**** DATASET RECORDS ****
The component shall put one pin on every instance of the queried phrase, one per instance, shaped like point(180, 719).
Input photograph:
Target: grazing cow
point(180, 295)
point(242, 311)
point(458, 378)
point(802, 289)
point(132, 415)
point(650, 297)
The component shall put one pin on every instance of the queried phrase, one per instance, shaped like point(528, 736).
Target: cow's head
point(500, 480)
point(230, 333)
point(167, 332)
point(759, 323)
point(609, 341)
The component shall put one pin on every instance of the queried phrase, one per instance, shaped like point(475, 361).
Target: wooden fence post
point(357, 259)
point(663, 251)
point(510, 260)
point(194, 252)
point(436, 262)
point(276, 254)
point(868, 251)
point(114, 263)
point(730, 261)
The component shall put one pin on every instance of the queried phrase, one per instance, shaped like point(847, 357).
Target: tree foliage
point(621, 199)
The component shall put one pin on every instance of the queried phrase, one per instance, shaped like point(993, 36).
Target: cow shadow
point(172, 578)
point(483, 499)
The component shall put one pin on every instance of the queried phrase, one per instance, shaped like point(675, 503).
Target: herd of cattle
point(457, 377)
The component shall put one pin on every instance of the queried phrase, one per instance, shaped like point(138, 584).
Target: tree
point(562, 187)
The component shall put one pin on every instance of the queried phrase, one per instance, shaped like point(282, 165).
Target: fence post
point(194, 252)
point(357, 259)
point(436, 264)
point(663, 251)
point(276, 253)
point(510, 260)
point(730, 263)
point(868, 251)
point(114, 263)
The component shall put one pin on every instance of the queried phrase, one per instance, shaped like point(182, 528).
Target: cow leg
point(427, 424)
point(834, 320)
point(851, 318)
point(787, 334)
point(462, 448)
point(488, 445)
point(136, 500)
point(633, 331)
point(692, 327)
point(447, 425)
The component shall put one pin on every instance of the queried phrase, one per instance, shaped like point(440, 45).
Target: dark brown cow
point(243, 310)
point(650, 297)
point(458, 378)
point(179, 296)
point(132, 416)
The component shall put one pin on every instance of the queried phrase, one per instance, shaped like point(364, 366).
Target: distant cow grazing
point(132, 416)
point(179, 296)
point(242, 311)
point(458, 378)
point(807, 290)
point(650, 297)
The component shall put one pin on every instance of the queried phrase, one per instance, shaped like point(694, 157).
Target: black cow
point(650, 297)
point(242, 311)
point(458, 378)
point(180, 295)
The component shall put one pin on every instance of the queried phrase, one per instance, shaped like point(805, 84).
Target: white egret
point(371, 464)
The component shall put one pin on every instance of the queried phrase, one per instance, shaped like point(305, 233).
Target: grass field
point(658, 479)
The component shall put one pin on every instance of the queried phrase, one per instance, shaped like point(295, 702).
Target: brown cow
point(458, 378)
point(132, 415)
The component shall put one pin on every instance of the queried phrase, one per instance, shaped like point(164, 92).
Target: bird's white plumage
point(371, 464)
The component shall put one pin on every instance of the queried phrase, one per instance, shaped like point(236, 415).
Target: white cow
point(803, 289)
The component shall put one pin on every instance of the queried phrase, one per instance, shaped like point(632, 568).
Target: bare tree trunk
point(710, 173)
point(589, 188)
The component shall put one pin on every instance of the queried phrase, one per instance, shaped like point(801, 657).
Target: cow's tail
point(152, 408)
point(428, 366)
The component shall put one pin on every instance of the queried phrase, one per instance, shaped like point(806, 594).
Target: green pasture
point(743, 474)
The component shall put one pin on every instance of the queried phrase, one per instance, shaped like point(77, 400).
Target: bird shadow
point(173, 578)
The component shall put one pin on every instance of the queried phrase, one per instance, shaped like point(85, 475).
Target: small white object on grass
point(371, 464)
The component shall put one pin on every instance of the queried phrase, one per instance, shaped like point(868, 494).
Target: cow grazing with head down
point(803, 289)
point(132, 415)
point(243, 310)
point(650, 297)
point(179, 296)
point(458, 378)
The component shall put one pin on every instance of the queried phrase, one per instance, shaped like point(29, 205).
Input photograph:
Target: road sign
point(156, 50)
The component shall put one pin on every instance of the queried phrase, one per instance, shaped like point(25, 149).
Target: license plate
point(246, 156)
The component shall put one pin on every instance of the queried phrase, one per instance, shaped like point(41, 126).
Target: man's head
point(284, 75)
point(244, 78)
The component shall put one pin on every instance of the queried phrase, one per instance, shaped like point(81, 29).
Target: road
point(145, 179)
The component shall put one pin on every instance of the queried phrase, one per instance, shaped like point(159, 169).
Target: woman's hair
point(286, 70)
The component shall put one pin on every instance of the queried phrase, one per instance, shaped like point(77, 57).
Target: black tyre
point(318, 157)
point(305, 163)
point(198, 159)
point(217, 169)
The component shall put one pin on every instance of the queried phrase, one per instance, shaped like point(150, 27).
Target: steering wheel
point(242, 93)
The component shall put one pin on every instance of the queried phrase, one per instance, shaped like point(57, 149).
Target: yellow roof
****
EXERCISE BRIEF:
Could you repeat these lines with every "queried phrase" switched to "named object" and nothing else changed?

THE RESPONSE:
The component shall put one pin on every instance of the named object, one per instance, shaped like point(180, 719).
Input photograph:
Target: grazing cow
point(180, 295)
point(242, 311)
point(458, 378)
point(802, 289)
point(132, 415)
point(650, 297)
The component shall put one pin on every instance of the named object, one per instance, shaped like point(528, 736).
Target: cow's head
point(500, 480)
point(230, 333)
point(167, 332)
point(759, 323)
point(609, 341)
The component shall put one pin on every instance of the named object, one per instance, shaped like point(475, 361).
Target: wooden fence post
point(357, 259)
point(663, 251)
point(510, 260)
point(194, 252)
point(436, 262)
point(276, 254)
point(868, 251)
point(114, 263)
point(730, 261)
The component shall put one pin on every instance of the named object, one per instance, shaped like point(847, 357).
Target: tree foliage
point(621, 199)
The component shall put one pin on every instance of the named object, one per instance, shaped like point(993, 36).
Target: cow shadow
point(172, 578)
point(483, 499)
The component shall put one pin on every instance of the named object, one per instance, shaped like point(675, 503).
Target: herd of cattle
point(457, 377)
The component shall put one pin on every instance of the named object, one per instance, shaped like point(138, 584).
Target: tree
point(562, 187)
The component shall put one pin on every instance of the named object, one per instance, shaped like point(282, 165).
Target: fence post
point(194, 252)
point(357, 259)
point(436, 264)
point(663, 251)
point(276, 253)
point(510, 260)
point(730, 263)
point(868, 251)
point(114, 263)
The component shall put one pin on every instance of the named object, one per instance, shaped like point(182, 528).
Target: cow leg
point(427, 424)
point(834, 320)
point(851, 318)
point(787, 334)
point(462, 448)
point(488, 445)
point(136, 500)
point(633, 331)
point(692, 327)
point(447, 425)
The component shall put one pin on every instance of the named object, one per instance, shaped like point(440, 45).
Target: dark brown cow
point(243, 310)
point(650, 297)
point(458, 378)
point(179, 296)
point(132, 416)
The component shall put one pin on every instance of the named object, one per instance, shaped like point(364, 366).
Target: distant cow grazing
point(132, 416)
point(179, 296)
point(242, 311)
point(458, 378)
point(807, 290)
point(650, 297)
The component shall put one pin on every instance of the named object, one per instance, shaped like point(694, 157).
Target: black cow
point(650, 297)
point(242, 311)
point(458, 378)
point(180, 295)
The component shall put one pin on every instance of the named object, one per instance, shaped like point(805, 84).
Target: white egret
point(371, 464)
The component shall put one pin on every instance of the named object, one per instance, shaped like point(305, 233).
Target: grass field
point(658, 479)
The component shall put one pin on every instance of the named object, one per instance, shaped like point(295, 702).
Target: brown cow
point(458, 378)
point(132, 415)
The component shall put one pin on every instance of the named object, one per instance, shaped like point(164, 92).
Target: bird's white plumage
point(371, 464)
The component shall put one pin on every instance of the named object, one per instance, shaped like point(236, 415).
Target: white cow
point(803, 289)
The component shall put one pin on every instance of the named object, one per instance, shaped like point(632, 568).
Target: bare tree trunk
point(710, 173)
point(589, 188)
The component shall put one pin on every instance of the named object, one per instance, shaped like point(801, 657).
Target: cow's tail
point(152, 408)
point(428, 366)
The component shall put one pin on every instance of the named object, one per instance, shaped like point(806, 594).
Target: green pasture
point(743, 474)
The component shall put one pin on every instance of the named object, one per instance, shaped like point(77, 400).
Target: bird shadow
point(173, 578)
The component shall put one pin on every instance of the named object, one per instance, shaped like point(85, 475).
Target: small white object on grass
point(371, 464)
The component shall put one pin on every instance of the named object, one per instance, shaped like point(868, 494).
Target: cow grazing with head down
point(803, 289)
point(132, 415)
point(243, 310)
point(650, 297)
point(179, 296)
point(458, 378)
The component shall put one pin on every instance of the named object, one per instance, shaped like point(29, 205).
Input photograph:
Target: road sign
point(156, 50)
The component shall put one pin on every instance of the named object, one per instance, shaped like point(25, 149).
Target: license plate
point(246, 156)
The component shall put one pin on every instance of the named object, one per instance, shaped like point(41, 126).
Target: man's head
point(284, 75)
point(244, 78)
The component shall put one pin on every instance of the named object, one per instance, shaped like point(81, 29).
Target: road
point(145, 179)
The component shall put one pin on every instance of the named object, one per instance, shaped like point(159, 169).
Target: woman's hair
point(286, 70)
The component shall put one pin on every instance of the named object, one per instance, shaped like point(77, 57).
Target: black tyre
point(318, 157)
point(305, 163)
point(198, 159)
point(217, 169)
The component shall put one pin on every instance of the named object, one per instance, shaped like point(150, 27).
Target: steering wheel
point(242, 93)
The component shall put one pin on every instance of the named object, one per instance, shaped like point(57, 149).
Target: yellow roof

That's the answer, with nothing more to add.